Wiederhole unverändert den Teil der Einträge unten, der am Anfang der Einträge beginnt und mit der Zeile endet, die „27, 93, 179, 571“ enthält, wobei beide Enden dazugehören. Lass die Bilder in deiner Antwort weg.
- - - - -
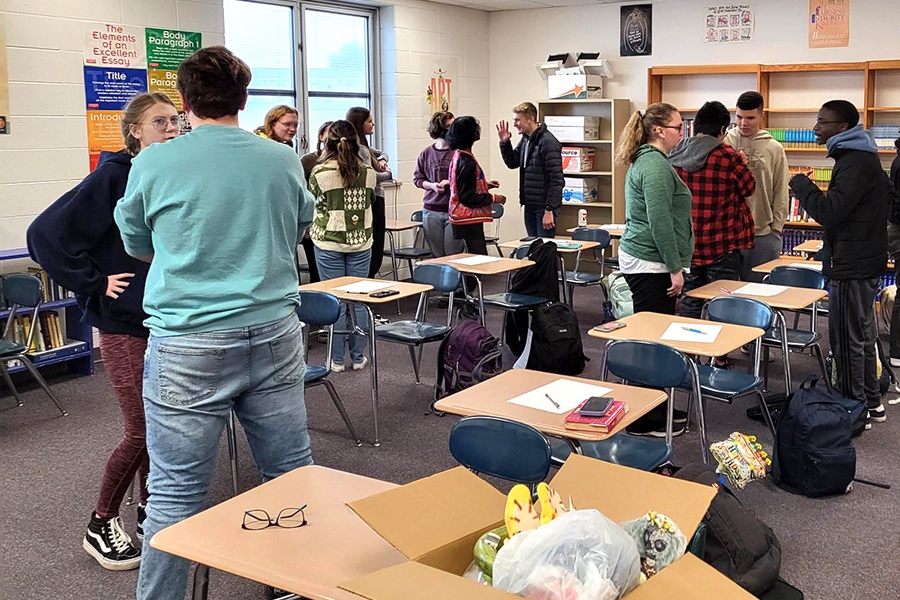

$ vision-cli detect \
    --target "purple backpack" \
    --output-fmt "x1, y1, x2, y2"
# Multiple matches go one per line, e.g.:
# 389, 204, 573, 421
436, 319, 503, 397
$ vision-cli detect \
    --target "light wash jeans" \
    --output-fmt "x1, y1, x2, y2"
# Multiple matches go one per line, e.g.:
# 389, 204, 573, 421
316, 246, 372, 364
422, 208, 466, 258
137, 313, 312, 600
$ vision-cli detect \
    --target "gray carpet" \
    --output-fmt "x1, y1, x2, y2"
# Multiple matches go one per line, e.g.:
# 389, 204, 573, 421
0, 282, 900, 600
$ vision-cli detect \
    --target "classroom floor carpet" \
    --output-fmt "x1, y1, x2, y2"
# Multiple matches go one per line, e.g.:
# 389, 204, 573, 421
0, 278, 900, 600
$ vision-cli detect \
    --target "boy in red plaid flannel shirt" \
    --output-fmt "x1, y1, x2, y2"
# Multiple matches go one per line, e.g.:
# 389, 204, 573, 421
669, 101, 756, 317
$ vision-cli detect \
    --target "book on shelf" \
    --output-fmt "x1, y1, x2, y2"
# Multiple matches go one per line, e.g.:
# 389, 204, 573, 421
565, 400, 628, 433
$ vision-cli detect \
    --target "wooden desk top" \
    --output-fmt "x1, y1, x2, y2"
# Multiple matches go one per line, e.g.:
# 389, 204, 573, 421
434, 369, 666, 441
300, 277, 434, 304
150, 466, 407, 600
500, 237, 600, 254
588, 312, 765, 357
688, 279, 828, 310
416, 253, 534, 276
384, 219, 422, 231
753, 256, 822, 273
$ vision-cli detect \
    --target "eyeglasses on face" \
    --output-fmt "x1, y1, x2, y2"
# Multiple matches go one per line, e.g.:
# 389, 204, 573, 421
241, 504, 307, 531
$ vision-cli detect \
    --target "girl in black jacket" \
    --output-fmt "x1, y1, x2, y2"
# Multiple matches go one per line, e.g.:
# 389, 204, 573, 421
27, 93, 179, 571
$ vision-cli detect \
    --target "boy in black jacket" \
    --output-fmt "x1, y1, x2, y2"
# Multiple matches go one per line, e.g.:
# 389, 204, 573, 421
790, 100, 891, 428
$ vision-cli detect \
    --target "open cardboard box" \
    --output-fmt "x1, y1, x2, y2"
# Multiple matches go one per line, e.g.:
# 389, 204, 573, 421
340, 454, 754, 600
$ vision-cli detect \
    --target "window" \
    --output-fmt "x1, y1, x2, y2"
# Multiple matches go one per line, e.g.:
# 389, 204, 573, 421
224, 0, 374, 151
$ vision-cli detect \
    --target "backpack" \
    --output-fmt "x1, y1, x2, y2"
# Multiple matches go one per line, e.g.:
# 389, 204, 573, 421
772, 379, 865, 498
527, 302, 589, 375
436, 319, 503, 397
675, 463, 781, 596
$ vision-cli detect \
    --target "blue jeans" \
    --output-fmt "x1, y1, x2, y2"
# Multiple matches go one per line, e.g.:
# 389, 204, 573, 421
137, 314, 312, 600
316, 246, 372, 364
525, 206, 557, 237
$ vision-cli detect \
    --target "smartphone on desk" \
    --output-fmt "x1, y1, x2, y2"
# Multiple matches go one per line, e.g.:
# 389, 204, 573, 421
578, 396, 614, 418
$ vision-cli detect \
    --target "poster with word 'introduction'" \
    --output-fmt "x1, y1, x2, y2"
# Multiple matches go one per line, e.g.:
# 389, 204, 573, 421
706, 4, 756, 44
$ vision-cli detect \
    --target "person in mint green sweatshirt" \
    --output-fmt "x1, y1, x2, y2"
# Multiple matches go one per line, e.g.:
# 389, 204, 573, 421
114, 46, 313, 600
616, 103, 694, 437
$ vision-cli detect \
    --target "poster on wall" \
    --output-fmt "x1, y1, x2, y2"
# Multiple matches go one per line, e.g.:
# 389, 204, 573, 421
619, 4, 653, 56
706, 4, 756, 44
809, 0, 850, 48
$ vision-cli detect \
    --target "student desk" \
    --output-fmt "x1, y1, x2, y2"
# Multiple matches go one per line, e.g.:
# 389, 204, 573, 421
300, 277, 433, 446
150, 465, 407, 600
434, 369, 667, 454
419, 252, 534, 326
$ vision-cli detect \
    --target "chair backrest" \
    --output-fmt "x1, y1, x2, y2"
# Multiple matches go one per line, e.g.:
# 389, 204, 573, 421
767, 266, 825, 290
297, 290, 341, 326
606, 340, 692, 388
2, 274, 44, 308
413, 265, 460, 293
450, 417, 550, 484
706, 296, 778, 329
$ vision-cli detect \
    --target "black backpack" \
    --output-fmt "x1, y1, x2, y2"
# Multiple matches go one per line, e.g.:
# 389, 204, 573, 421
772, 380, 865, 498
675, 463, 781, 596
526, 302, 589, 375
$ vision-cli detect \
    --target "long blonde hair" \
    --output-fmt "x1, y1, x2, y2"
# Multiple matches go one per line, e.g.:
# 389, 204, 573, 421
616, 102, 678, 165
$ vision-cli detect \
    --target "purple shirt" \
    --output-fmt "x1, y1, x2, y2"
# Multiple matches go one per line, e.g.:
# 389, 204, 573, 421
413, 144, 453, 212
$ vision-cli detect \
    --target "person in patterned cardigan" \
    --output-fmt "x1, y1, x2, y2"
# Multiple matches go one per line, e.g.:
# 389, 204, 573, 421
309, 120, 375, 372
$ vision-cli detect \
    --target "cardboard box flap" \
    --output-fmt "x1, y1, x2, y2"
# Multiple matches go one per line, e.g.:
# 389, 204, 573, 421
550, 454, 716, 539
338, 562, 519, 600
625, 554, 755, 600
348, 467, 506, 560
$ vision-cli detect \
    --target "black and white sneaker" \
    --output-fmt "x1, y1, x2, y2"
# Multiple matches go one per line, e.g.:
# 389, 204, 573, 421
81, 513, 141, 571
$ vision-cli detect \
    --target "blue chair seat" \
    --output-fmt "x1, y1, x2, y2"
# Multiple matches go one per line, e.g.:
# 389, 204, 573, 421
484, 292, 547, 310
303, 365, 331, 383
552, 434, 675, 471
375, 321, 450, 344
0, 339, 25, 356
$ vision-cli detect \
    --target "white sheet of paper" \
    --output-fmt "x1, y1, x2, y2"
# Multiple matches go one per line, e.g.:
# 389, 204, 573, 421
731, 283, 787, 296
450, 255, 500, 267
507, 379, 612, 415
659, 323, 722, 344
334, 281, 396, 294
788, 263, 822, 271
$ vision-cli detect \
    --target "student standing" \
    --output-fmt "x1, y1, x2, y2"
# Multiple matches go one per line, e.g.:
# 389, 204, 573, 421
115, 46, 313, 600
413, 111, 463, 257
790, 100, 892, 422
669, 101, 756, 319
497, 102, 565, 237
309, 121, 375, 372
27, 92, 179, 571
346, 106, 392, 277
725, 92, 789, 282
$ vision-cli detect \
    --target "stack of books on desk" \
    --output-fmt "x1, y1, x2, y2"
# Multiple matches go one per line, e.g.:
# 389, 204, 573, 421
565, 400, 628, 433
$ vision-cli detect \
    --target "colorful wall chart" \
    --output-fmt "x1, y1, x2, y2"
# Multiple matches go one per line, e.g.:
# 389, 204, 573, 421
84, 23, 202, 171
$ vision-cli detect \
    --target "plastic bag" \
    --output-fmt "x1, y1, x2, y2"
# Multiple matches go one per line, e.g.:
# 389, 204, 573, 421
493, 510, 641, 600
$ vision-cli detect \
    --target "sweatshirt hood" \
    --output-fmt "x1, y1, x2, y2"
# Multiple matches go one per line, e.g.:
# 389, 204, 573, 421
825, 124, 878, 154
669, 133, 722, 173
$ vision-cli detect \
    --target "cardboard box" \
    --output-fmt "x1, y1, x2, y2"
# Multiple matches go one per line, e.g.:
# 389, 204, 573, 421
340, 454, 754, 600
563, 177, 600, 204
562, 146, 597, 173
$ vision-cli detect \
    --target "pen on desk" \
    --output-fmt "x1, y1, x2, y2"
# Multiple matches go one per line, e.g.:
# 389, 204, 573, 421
- - - - -
Antwort zur Aufgabe ▸
$ vision-cli detect \
    --target "purple backpack" \
    --output-fmt "x1, y1, x2, y2"
# Multiple matches go one per line, e.g.:
# 389, 204, 573, 421
436, 319, 503, 397
$ vision-cli detect \
    --target "light wash jeans" \
    --output-fmt "x1, y1, x2, y2"
# Multiple matches go one per line, e.g.:
# 389, 204, 573, 421
316, 246, 372, 364
422, 208, 466, 258
137, 313, 312, 600
$ vision-cli detect \
    --target "gray carpet" \
    --output-fmt "x1, y1, x2, y2"
# Multiple matches go one per line, e.g.:
# 389, 204, 573, 421
0, 282, 900, 600
$ vision-cli detect \
    --target "classroom floor carpet" \
    --output-fmt "x1, y1, x2, y2"
# Multiple matches go one per line, e.g.:
# 389, 204, 573, 421
0, 278, 900, 600
$ vision-cli detect \
    --target "boy in red plaid flannel shirt" \
    --output-fmt "x1, y1, x2, y2"
# Multiple matches go one per line, e.g.:
# 389, 204, 573, 421
669, 101, 756, 317
$ vision-cli detect \
    --target "book on shelf" \
    --output-fmt "x1, y1, x2, y2"
# Multiple matches go one per line, e.g.:
# 389, 204, 573, 421
565, 400, 628, 433
$ vision-cli detect \
    --target "wooden desk top" \
    --output-fmt "x1, y1, x2, y2"
# Multiple matches go one per line, e.g.:
# 389, 204, 573, 421
434, 369, 666, 441
300, 277, 434, 304
150, 466, 407, 600
500, 237, 600, 254
588, 312, 765, 357
688, 279, 828, 310
416, 253, 534, 276
384, 219, 422, 231
753, 256, 822, 273
$ vision-cli detect \
    --target "eyeglasses on face" \
    --output-fmt "x1, y1, x2, y2"
# Multiple matches go one per line, e.g.:
# 389, 204, 573, 421
241, 504, 307, 531
$ vision-cli detect \
    --target "girl in black jacket" \
    --output-fmt "x1, y1, x2, y2"
# Multiple matches go one per line, e.g.:
# 389, 204, 573, 421
27, 93, 179, 571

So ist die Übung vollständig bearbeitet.